## Data in this exercise:
---

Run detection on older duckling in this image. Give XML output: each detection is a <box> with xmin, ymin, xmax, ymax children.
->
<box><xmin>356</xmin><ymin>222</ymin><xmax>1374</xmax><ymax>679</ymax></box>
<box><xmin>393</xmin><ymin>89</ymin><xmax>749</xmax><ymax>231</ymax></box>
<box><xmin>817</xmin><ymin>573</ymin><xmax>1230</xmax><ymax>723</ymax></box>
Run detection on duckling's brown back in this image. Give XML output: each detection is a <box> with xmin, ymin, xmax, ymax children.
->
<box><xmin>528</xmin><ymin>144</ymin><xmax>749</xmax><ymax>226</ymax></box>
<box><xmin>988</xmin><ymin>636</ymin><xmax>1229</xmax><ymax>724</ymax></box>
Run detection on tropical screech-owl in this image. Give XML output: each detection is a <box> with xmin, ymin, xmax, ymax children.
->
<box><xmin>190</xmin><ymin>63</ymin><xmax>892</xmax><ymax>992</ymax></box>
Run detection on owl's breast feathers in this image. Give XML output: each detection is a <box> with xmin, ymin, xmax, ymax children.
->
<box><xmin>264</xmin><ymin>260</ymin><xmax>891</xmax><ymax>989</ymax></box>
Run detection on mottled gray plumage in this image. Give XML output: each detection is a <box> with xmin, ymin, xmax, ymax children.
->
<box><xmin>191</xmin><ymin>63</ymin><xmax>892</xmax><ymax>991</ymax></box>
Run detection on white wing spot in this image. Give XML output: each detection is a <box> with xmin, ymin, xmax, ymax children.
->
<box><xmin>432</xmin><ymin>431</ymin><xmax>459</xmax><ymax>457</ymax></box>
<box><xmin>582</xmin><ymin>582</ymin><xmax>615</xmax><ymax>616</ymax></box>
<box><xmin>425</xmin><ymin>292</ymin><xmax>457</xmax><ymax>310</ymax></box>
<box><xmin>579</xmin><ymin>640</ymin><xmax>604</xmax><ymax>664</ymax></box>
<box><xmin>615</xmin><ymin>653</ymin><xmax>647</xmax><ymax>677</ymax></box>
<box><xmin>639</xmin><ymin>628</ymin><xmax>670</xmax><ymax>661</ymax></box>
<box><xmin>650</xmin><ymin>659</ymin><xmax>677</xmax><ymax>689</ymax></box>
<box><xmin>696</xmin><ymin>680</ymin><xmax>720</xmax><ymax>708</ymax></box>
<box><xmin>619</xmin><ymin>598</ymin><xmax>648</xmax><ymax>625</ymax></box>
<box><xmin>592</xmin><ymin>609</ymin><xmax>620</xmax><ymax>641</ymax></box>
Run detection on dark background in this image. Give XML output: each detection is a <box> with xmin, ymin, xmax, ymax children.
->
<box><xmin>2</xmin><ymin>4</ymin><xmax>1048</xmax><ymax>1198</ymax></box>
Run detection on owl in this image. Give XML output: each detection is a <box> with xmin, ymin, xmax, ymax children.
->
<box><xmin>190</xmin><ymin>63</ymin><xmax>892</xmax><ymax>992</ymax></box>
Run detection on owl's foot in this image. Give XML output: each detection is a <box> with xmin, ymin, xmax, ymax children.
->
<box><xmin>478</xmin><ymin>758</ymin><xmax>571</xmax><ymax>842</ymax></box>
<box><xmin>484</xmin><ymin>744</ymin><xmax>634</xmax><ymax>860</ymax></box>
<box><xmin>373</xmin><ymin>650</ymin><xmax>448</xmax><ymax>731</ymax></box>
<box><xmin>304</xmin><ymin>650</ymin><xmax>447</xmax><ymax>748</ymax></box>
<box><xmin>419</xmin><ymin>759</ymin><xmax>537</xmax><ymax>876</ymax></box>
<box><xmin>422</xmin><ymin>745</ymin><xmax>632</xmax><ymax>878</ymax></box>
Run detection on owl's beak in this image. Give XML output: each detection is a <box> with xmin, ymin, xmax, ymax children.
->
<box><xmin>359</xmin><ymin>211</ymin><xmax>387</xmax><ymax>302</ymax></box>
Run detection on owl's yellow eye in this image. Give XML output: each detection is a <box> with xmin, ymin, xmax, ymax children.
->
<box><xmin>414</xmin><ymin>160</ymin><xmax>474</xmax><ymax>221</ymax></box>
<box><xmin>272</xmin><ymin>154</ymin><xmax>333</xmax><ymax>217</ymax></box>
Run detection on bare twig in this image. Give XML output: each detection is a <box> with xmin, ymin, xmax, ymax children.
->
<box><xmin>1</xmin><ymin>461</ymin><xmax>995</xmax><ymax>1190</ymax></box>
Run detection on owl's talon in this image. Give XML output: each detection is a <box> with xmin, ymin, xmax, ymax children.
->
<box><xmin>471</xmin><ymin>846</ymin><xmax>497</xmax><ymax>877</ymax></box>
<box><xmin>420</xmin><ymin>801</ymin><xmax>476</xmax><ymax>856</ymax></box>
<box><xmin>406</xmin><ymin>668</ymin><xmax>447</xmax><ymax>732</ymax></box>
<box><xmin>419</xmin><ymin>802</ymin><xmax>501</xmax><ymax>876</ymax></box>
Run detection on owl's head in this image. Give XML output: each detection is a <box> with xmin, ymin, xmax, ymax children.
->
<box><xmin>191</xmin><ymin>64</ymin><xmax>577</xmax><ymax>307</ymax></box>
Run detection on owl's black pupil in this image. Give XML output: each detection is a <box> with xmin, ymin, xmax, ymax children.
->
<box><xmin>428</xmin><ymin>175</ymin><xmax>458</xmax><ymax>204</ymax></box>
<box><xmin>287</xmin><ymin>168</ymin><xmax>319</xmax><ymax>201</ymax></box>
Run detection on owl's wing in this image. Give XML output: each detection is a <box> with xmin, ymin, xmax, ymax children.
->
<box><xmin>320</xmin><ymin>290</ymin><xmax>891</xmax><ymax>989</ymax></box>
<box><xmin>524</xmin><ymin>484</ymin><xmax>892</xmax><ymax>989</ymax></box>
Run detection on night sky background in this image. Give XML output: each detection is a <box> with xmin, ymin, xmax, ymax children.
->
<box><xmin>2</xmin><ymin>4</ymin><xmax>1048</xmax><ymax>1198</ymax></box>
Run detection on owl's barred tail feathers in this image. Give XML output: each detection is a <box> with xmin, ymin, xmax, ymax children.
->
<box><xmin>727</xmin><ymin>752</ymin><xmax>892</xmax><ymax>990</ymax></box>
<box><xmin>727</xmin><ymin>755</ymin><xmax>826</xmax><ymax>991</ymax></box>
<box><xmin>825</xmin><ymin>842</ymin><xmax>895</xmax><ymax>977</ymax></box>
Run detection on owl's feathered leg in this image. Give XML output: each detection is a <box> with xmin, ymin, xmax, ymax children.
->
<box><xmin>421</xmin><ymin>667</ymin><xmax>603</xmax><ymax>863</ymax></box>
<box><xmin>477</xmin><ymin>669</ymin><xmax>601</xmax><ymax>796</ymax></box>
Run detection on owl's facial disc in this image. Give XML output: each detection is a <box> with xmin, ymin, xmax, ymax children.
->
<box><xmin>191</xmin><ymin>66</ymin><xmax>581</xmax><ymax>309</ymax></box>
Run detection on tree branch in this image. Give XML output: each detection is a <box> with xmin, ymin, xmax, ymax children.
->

---

## Brief:
Could you filter the material above and copy each line that holds the word "wing"?

## Exercise output:
Run detection on white wing spot in this image. Give XML output: each detection is a <box> with xmin, ymin, xmax, ymax children.
Run detection on owl's wing in this image. Give XML output: each detection is a <box> with xmin, ymin, xmax, ymax children.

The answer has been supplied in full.